Exercise prompt: Write out, precisely and in full, each line of the material.

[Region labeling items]
"""

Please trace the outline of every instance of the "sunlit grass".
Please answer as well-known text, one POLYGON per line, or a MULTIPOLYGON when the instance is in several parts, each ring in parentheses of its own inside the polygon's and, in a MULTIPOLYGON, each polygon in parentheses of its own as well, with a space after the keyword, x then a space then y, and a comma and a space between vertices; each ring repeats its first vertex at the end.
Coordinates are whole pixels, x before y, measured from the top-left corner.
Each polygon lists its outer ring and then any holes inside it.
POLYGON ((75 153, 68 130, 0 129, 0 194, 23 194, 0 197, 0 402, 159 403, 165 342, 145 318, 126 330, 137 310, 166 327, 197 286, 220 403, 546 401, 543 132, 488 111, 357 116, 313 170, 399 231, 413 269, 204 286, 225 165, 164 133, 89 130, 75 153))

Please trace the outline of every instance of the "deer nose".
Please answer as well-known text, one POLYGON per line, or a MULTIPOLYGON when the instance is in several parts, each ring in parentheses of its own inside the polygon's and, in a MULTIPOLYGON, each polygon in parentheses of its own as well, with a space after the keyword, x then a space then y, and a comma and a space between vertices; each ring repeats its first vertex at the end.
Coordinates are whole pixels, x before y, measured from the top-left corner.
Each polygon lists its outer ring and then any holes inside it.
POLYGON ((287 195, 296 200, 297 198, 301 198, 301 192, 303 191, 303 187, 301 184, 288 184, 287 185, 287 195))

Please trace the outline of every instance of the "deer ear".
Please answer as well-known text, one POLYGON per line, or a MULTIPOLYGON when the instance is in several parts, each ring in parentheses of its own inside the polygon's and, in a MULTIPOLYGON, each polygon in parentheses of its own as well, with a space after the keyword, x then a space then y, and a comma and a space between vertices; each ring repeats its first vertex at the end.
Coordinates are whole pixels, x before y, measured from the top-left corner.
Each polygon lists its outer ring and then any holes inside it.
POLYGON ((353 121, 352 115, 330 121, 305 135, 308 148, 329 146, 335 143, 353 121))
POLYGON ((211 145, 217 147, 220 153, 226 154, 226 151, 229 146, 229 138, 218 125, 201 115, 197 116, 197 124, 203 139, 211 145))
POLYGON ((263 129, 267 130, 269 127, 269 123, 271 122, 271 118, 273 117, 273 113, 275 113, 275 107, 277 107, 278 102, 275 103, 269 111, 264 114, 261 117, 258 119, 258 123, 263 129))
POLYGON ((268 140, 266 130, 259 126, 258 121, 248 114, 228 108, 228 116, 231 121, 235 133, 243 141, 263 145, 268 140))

"""

Reply to the exercise:
Please trace the outline of every instance of the "sunlit grass".
Please answer as well-known text, one POLYGON per line, or a MULTIPOLYGON when the instance is in several parts, each ring in parentheses of its own inside the polygon's and, in a MULTIPOLYGON, each polygon in parentheses of its own as well, with a space after the keyword, x then a space then y, and a comma and a space between vertices; each ring repeats its first vertex at the end.
Coordinates are whole pixels, x before y, measured from the top-left corner.
Each polygon lists its outer ring and then any holes inside it.
POLYGON ((75 153, 68 130, 0 129, 0 194, 23 194, 0 197, 0 402, 159 403, 165 342, 145 318, 126 330, 137 310, 166 327, 197 286, 220 403, 546 401, 543 132, 488 111, 357 116, 313 170, 399 231, 413 269, 204 286, 225 165, 164 133, 89 130, 75 153))

Please trace the outline of every instance of the "deer nose".
Please answer as well-known text, one POLYGON per line, or a MULTIPOLYGON when the instance is in several parts, each ring in parentheses of its own inside the polygon's and, in a MULTIPOLYGON, each polygon in parentheses of its own as well, with a space after the keyword, x then a space then y, and a comma and a space between vertices; each ring repeats its first vertex at the end.
Coordinates are whole pixels, x before y, measured from the top-left corner.
Each polygon lists its outer ring and then any holes inside it.
POLYGON ((287 195, 296 200, 297 198, 301 198, 301 192, 303 191, 303 187, 301 184, 288 184, 287 185, 287 195))

Please trace the outline of every instance of the "deer ear".
Please answer as well-known text, one POLYGON per line, or a MULTIPOLYGON when the instance is in several parts, each ring in parentheses of its own inside the polygon's and, in a MULTIPOLYGON, each polygon in parentheses of its own as well, with a space after the keyword, x then a space then y, and a comma and a space between vertices; each ring repeats its first vertex at the end.
Coordinates are whole pixels, x before y, measured from the top-left corner.
Each polygon lists its outer ring and then any holes inside it.
POLYGON ((353 121, 352 115, 330 121, 305 135, 308 148, 329 146, 335 143, 353 121))
POLYGON ((211 145, 217 147, 220 153, 226 154, 226 151, 229 146, 229 138, 218 125, 201 115, 197 116, 197 124, 203 139, 211 145))
POLYGON ((263 129, 267 130, 269 127, 269 123, 271 122, 271 118, 273 117, 273 113, 275 113, 275 107, 277 107, 278 102, 275 103, 269 111, 264 114, 261 117, 258 119, 258 123, 263 129))
POLYGON ((268 140, 266 130, 259 126, 258 121, 248 114, 228 108, 228 116, 231 121, 235 133, 243 141, 263 145, 268 140))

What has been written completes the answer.